WRITTEN TASK:
Look in the data below for the line that contains "Question. For every instance of the beige". Copy that line and the remaining lines exactly.

Pointing dataset excerpts
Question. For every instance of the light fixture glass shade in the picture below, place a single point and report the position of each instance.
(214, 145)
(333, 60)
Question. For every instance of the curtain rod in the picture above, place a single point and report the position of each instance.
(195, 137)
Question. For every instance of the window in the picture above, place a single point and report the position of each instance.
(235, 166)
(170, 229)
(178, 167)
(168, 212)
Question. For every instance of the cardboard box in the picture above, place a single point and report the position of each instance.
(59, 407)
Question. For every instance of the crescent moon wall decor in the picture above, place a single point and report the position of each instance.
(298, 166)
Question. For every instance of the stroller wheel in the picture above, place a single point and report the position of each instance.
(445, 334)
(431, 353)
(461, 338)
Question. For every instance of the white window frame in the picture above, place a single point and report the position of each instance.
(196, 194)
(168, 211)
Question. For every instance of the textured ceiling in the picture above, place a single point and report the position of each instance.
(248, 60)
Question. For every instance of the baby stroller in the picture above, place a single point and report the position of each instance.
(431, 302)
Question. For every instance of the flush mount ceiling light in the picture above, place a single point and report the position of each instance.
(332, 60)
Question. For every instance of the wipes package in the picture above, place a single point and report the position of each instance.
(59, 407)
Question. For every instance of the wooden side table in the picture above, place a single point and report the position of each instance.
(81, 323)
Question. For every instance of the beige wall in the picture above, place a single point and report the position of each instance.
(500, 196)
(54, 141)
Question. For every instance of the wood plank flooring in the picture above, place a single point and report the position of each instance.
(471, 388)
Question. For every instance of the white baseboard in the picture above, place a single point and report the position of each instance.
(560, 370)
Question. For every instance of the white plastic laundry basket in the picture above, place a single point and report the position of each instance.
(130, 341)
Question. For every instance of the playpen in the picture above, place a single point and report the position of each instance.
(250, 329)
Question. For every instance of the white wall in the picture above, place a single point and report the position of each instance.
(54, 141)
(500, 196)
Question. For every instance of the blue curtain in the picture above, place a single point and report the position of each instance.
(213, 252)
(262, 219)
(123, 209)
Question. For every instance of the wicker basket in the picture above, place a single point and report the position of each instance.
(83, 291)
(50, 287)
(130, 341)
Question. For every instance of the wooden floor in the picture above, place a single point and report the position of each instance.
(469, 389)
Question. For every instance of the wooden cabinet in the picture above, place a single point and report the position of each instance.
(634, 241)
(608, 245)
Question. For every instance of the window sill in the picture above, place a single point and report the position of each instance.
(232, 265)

OUTPUT OF THE EXERCISE:
Question. For every instance of the beige wall in the picture above, place a single point and report the position of each instance.
(500, 196)
(54, 141)
Question. For every instance of the wood plank flooring in the picture above, place a single point and report the position of each instance.
(471, 388)
Question. For every instance of the white baseboard in the picture above, place a single point and report the position of each instance.
(560, 370)
Question. For every instance of the white plastic laundry basket in the picture above, place a single point and report the position of each instance.
(130, 341)
Question. For every instance of the playpen in the picture above, place a single point and report the position of each instance.
(250, 329)
Question. For every instance of the white wall in the picture above, place a single point and report the position of each instance.
(54, 141)
(500, 196)
Question. For every instance of the blue curtain in the picture above, place a single point and report the position of each instance.
(213, 252)
(262, 219)
(123, 209)
Question. For every instance of the wicker basket in the picture above, place a single point and report the position of each instance.
(83, 291)
(50, 287)
(130, 341)
Question. For every instance of the wooden floor in the picture above, place a single point and report the position of each instance.
(469, 389)
Question. For every instance of the wooden cabinet in the picture above, place a single point and report the position of each instance.
(634, 241)
(608, 245)
Question. For every instance of the window sill in the picture above, place a single point and report the position of each instance.
(232, 265)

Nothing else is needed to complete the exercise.